**Available records**
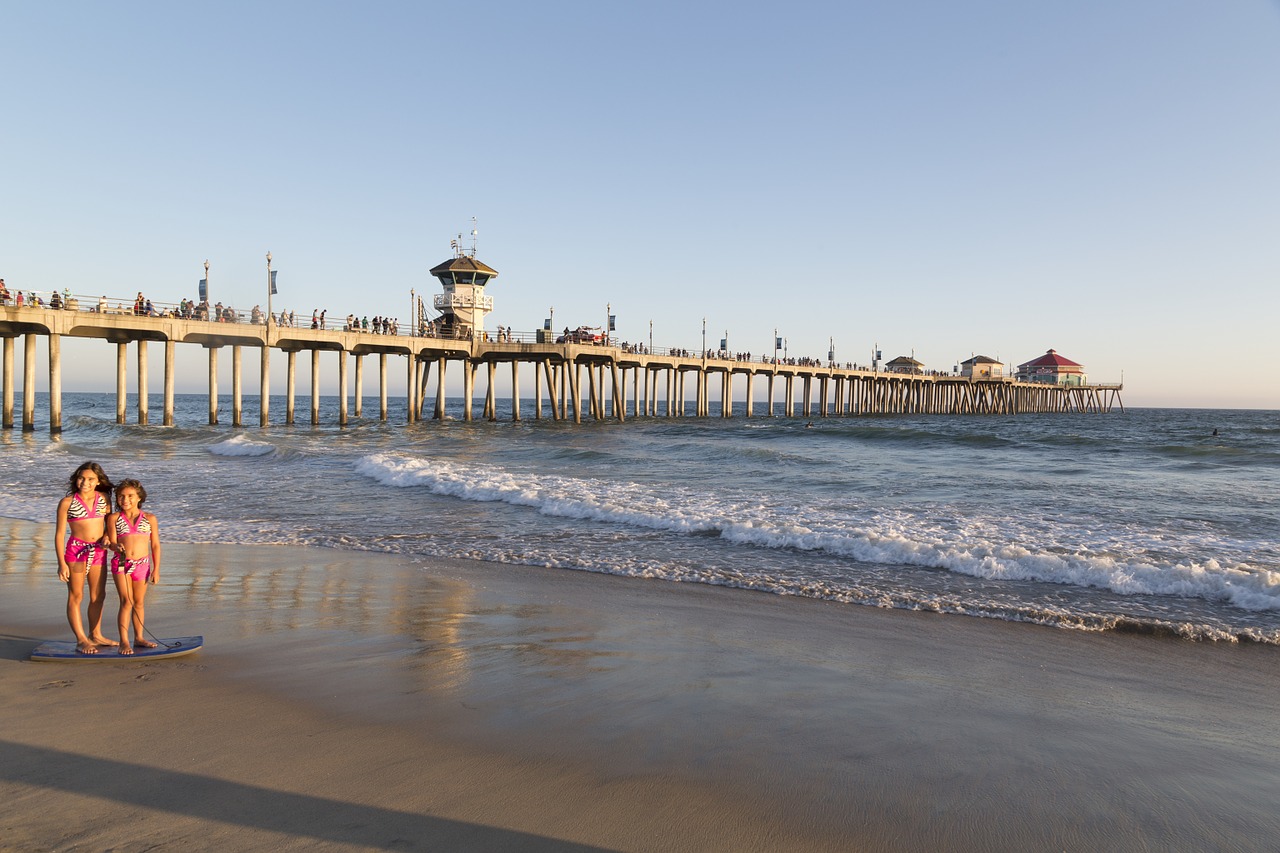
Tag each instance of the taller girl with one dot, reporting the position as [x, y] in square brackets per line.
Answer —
[83, 511]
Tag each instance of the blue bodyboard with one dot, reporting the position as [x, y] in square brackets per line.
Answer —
[65, 651]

**Work item**
Whenever a line of the data includes "instance", copy that line.

**Task output**
Tag each instance of the taller girl with one dot, reporting the position as [x, y] in square brackets per line.
Tag each instance of the blue bodyboard with one dot, reporting the position as [x, y] in square brackets per line.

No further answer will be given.